[TEXTAUSZUG]
------------------------------

Bearbeiter: Christian Knotzer

KStG 1988: § 9 Abs 3, Abs 6 und Abs 8

BAO: § 281

VwGG: § 42

Abstract

Unter Verweis auf unionsrechtliche Bedenken ließ das BFG in einem Erkenntnis vom März 2022 einen horizontalen Ergebnisausgleich von inländischen Gesellschaften mit gemeinsamer ausländischer Muttergesellschaft (ohne Zweigniederlassung im Inland) zu. Die Muttergesellschaft sollte als Referenzobjekt zur Teilnahme an der Gruppe fungieren, an der Ergebnisverrechnung selbst aber nicht partizipieren. Nach ordentlicher Amtsrevision hob der VwGH das BFG-Erkenntnis wegen Rechtswidrigkeit seines Inhalts auf: Das BFG stellte das Erkenntnis nämlich nur der ausländischen Muttergesellschaft, nicht jedoch den inländischen Tochtergesellschaften zu. Im fortgesetzten Verfahren fasste das BFG nun ein nahezu wortgleiches Erkenntnis und stellte es diesmal auch allen betroffenen Gesellschaften zu.

VwGH 1. 3. 2023, Ro 2022/13/0015

BFG 31. 3. 2023, RV/7100758/2023

Sachverhalt

Die BB GmbH ist eine in Deutschland ansässige Gesellschaft, für die in Österreich keine unbeschränkte Steuerpflicht besteht. Sie verfügt auch über keine Zweigniederlassung in Österreich und hält Beteiligungen an zwei in Österreich unbeschränkt steuerpflichtigen Kapitalgesellschaften: Zum einen hält sie 99,80 % des Stammkapitals und der Stimmrechte an der B GmbH. Zum anderen hält sie 100 % des Stammkapitals und der Stimmrechte an der BE GmbH. Im Dezember 2017 beantragte die BB GmbH die Feststellung einer Unternehmensgruppe gem § 9 Abs 8 KStG. Sie selbst sollte als Gruppenträger und die B GmbH sowie die BE GmbH als Gruppenmitglieder fungieren. Das Finanzamt wies den Antrag im Juni 2019 ab, da die BB GmbH über keine inländische Zweigniederlassung iSd § 9 Abs 3 TS 4 KStG verfüge und daher nicht als Gruppenträger fungieren könne. Gegen diesen Bescheid erhoben sowohl die BB GmbH als auch die B GmbH sowie die BE GmbH gleichlautende Beschwerden, mit denen sich – nach abweisender Beschwerdevorentscheidung im Juli 2020 und nach Vorlageantrag – das BFG auseinanderzusetzen hatte. In einer mündlichen Verhandlung vor dem BFG wurde erörtert, dass (nun) eine horizontale Verlustverrechnung zwischen den beiden inländischen Gesellschaften angestrebt werde.

------------------------------

[Einträge aus einer Datenquelle]
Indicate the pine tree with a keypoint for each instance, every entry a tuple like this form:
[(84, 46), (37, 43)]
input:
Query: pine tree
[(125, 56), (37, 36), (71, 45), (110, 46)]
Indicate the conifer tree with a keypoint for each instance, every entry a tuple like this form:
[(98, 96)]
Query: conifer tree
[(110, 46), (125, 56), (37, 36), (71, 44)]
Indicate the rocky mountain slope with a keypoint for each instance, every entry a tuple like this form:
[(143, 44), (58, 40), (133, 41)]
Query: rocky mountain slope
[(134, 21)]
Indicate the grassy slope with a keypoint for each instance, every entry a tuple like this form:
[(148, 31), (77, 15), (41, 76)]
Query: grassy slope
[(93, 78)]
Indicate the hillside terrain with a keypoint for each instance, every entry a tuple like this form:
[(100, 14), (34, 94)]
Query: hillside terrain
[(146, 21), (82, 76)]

------------------------------

[AUFGABENSTELLUNG] Zitiere aus dem Textauszug zur Unternehmensgruppe wortgetreu die Stelle von „Unter Verweis auf“ bis „betroffenen Gesellschaften zu.“.

[LÖSUNG ZUR AUFGABE]
Unter Verweis auf unionsrechtliche Bedenken ließ das BFG in einem Erkenntnis vom März 2022 einen horizontalen Ergebnisausgleich von inländischen Gesellschaften mit gemeinsamer ausländischer Muttergesellschaft (ohne Zweigniederlassung im Inland) zu. Die Muttergesellschaft sollte als Referenzobjekt zur Teilnahme an der Gruppe fungieren, an der Ergebnisverrechnung selbst aber nicht partizipieren. Nach ordentlicher Amtsrevision hob der VwGH das BFG-Erkenntnis wegen Rechtswidrigkeit seines Inhalts auf: Das BFG stellte das Erkenntnis nämlich nur der ausländischen Muttergesellschaft, nicht jedoch den inländischen Tochtergesellschaften zu. Im fortgesetzten Verfahren fasste das BFG nun ein nahezu wortgleiches Erkenntnis und stellte es diesmal auch allen betroffenen Gesellschaften zu.